* [PROBLEM]: Each line from the one containing "the ceiling, each" to the end of the listing below should be output exactly; no other line is wanted.

────────────────────────────────────────

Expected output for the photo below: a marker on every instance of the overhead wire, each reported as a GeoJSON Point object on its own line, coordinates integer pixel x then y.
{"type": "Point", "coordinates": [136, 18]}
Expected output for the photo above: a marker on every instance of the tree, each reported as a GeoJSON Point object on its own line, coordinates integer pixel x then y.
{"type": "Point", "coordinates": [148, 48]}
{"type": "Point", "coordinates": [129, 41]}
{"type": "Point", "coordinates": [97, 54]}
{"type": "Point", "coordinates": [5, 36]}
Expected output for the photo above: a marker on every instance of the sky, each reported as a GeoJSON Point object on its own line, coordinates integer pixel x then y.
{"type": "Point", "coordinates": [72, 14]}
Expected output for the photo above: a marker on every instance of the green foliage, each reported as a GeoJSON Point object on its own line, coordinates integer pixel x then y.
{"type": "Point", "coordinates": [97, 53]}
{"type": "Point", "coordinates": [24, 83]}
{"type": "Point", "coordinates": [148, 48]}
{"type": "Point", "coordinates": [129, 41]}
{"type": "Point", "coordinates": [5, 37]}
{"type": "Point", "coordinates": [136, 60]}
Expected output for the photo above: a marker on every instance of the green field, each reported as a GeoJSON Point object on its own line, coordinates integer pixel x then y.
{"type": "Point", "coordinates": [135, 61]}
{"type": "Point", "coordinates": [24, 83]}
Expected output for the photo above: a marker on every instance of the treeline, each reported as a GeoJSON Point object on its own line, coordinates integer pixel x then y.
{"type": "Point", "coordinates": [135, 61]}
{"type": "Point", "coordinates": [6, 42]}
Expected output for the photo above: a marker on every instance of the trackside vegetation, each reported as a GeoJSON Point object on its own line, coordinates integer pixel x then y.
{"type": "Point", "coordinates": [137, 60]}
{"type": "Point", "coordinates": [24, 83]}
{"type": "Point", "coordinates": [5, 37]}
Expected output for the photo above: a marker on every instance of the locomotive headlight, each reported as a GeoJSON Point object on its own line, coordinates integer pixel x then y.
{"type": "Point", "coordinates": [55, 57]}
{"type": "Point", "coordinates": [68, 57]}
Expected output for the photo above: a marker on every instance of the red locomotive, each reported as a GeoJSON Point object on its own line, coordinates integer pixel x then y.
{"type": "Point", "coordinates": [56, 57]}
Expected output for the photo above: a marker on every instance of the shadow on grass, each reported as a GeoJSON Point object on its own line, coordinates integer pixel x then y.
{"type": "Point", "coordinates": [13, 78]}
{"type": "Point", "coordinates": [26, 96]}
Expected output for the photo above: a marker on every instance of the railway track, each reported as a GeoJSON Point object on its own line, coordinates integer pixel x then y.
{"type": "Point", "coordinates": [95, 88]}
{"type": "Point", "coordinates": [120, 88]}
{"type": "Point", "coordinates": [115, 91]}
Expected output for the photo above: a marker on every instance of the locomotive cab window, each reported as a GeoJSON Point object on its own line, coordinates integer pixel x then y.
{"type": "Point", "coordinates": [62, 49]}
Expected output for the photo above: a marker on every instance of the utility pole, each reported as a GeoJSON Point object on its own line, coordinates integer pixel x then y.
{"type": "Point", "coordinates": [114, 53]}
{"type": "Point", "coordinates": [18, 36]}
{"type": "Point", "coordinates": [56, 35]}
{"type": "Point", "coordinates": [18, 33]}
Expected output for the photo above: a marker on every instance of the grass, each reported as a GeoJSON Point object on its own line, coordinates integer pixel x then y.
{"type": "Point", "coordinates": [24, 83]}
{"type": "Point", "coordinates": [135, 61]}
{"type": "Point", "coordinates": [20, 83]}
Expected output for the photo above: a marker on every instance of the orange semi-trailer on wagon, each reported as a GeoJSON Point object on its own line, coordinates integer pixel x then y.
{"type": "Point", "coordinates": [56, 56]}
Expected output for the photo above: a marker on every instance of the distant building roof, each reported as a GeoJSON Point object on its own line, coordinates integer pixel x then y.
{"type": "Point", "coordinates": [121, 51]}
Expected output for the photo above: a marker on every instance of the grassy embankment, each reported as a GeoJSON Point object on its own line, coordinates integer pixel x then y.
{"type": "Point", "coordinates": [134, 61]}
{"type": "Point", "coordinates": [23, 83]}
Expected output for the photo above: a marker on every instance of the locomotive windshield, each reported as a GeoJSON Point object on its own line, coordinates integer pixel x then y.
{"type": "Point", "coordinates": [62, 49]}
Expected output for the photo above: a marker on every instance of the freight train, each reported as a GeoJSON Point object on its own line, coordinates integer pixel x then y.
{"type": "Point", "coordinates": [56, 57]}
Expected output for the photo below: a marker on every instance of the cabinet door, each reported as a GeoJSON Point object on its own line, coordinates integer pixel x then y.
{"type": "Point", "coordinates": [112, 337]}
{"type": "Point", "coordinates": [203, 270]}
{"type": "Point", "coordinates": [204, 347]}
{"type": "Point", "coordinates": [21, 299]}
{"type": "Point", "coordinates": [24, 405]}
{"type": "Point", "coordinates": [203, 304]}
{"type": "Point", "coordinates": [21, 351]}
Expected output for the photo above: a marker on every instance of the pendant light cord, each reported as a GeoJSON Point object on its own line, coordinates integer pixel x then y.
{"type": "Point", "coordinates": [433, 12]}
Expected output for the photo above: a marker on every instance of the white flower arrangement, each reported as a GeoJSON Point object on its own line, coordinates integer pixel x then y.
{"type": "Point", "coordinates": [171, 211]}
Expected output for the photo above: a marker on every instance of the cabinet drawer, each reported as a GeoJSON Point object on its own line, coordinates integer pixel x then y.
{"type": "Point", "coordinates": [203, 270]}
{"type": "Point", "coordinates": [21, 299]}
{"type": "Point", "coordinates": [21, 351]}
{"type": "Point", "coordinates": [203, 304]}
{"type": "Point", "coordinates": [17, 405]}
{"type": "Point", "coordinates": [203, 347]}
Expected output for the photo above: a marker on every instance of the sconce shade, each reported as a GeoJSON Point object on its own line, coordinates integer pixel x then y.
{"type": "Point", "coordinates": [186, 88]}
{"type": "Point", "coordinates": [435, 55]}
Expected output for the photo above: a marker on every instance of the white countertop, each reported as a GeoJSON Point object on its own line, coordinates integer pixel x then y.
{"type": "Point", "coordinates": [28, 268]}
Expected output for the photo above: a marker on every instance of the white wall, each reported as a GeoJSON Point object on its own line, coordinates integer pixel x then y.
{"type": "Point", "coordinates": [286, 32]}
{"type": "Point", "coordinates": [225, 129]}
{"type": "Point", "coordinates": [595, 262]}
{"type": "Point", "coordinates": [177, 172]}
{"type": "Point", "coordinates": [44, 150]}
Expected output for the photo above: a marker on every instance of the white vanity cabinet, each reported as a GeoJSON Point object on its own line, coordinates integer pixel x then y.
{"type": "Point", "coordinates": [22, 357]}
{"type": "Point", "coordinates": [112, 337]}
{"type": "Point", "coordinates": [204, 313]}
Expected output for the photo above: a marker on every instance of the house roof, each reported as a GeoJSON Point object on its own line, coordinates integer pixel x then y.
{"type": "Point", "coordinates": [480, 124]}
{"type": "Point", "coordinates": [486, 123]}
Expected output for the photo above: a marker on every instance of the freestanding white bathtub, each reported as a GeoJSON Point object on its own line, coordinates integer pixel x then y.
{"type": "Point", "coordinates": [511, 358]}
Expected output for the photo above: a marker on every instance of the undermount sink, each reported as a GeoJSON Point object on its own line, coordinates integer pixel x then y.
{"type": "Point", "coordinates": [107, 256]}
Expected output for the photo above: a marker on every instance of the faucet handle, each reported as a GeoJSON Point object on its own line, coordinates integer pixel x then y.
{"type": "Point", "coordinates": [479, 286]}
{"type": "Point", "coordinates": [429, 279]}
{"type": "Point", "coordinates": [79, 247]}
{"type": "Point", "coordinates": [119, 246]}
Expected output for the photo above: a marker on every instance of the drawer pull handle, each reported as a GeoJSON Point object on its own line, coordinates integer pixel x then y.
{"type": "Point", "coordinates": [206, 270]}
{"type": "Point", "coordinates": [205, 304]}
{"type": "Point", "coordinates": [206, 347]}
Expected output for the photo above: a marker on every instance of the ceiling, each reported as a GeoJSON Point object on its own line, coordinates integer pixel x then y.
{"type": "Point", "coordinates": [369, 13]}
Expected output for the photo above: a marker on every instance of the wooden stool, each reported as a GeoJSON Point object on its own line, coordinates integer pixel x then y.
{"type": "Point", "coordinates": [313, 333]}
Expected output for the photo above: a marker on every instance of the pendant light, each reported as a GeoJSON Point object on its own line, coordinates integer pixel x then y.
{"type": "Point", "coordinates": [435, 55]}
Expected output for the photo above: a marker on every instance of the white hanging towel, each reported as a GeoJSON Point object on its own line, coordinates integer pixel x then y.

────────────────────────────────────────

* [SOLUTION TO THIS PROBLEM]:
Expected output for the photo above: a marker on every instance of the ceiling, each reported as a GeoJSON Point object on its own line, coordinates integer pixel x then y.
{"type": "Point", "coordinates": [369, 13]}
Expected output for the photo above: a marker on every instance of the wooden stool, each reported as a GeoJSON Point object on its own line, coordinates integer pixel x then y.
{"type": "Point", "coordinates": [313, 333]}
Expected output for the photo above: a marker on every instance of the pendant light, each reported as a GeoJSON Point object on its own line, coordinates integer pixel x then y.
{"type": "Point", "coordinates": [435, 55]}
Expected output for the photo above: a marker on every instance of the white hanging towel, each reported as a GeoJSON Point object on its own line, coordinates integer pixel x then y.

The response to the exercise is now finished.